PASSAGE SHOWN:
“It’s a good night for rap music,” said Pink Navel at the beginning of their set Thursday night at Space Ballroom. Anyone who was at the show would probably call that an understatement as four acts — Old Self, Pink Navel, Ceschi, and Open Mike Eagle — gave a master class in how to command an audience while also performing with friends and having a fantastic time themselves.
The venue was buzzing from moment one as the venerable DJ Mo Niklz brought a dazzling array of ’80s and ’90s rap and hip hop to the speakers as well as the big screen in the form of videos. That screen was also used as part of the first act’s set, New Haven’s own Old Self (a.k.a. Brian Springsteen), who played his own videos of his songs as he performed each one along with Niklz.
“Make noise for Mo Niklz, the pickle king of Connecticut,” Springsteen said, referring to Niklz’ other creative endeavor. At one point during the set he even pulled out one of the pickles and ate it while Niklz smiled and provided a musically apropos pickle-based interlude.
Springsteen’s trademark humor shone through on songs that also showed tenderness, like the opener “Nostalgia” with the lyrics “we’re living in the past because the present and the future hurt like assembling IKEA furniture.”

WRITTEN TASK: List every act that performed at the Space Ballroom show described in the concert review above.

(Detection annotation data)

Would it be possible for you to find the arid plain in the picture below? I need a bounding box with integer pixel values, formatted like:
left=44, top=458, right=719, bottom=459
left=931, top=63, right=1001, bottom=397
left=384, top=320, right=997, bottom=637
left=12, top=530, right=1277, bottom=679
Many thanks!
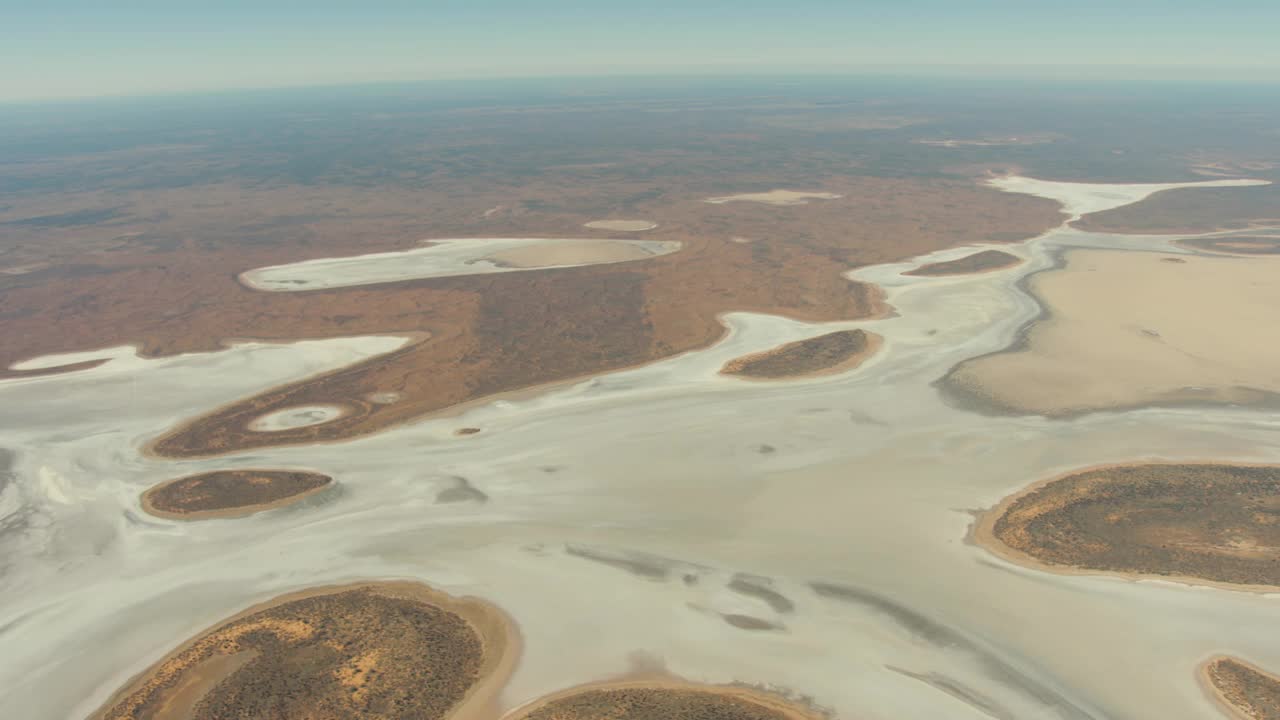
left=0, top=82, right=1280, bottom=720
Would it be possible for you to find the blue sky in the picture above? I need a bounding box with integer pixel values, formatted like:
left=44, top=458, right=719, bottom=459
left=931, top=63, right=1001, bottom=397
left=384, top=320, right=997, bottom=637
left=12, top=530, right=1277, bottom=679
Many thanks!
left=0, top=0, right=1280, bottom=100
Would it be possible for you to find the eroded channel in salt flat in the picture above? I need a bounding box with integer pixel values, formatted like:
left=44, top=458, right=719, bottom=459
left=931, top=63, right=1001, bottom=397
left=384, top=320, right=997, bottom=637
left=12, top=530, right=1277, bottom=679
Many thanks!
left=0, top=175, right=1280, bottom=720
left=241, top=237, right=681, bottom=292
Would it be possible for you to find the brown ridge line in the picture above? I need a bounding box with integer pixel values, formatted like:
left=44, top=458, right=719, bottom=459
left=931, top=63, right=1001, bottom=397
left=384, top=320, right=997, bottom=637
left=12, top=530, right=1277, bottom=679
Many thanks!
left=965, top=459, right=1280, bottom=594
left=142, top=283, right=893, bottom=459
left=138, top=468, right=333, bottom=521
left=719, top=331, right=884, bottom=383
left=502, top=671, right=826, bottom=720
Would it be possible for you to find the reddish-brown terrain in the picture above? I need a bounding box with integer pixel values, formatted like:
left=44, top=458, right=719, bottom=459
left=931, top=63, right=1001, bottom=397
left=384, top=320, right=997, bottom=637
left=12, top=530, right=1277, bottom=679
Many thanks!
left=0, top=177, right=1060, bottom=456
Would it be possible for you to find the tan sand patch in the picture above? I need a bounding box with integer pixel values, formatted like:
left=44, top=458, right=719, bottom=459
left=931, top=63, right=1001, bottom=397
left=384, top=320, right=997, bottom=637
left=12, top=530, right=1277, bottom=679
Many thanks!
left=946, top=250, right=1280, bottom=415
left=485, top=240, right=675, bottom=268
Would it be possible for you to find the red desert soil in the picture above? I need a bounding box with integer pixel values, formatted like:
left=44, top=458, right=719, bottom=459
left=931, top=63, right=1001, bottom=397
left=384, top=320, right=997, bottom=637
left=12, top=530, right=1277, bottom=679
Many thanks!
left=0, top=177, right=1061, bottom=457
left=974, top=462, right=1280, bottom=592
left=902, top=250, right=1023, bottom=277
left=1201, top=657, right=1280, bottom=720
left=93, top=583, right=518, bottom=720
left=1071, top=181, right=1280, bottom=234
left=142, top=470, right=333, bottom=520
left=503, top=680, right=822, bottom=720
left=721, top=331, right=882, bottom=379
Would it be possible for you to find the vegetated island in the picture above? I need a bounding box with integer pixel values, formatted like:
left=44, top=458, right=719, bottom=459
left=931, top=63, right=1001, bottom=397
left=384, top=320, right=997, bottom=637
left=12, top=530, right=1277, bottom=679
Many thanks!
left=721, top=331, right=882, bottom=379
left=142, top=470, right=333, bottom=520
left=1201, top=656, right=1280, bottom=720
left=93, top=582, right=518, bottom=720
left=974, top=462, right=1280, bottom=589
left=506, top=680, right=820, bottom=720
left=902, top=250, right=1023, bottom=277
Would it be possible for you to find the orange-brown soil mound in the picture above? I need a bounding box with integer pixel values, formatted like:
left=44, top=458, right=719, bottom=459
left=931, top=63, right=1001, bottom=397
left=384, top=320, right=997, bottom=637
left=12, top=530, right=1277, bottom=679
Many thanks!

ANSWER TO THE EXERCISE: Old Self, Pink Navel, Ceschi, Open Mike Eagle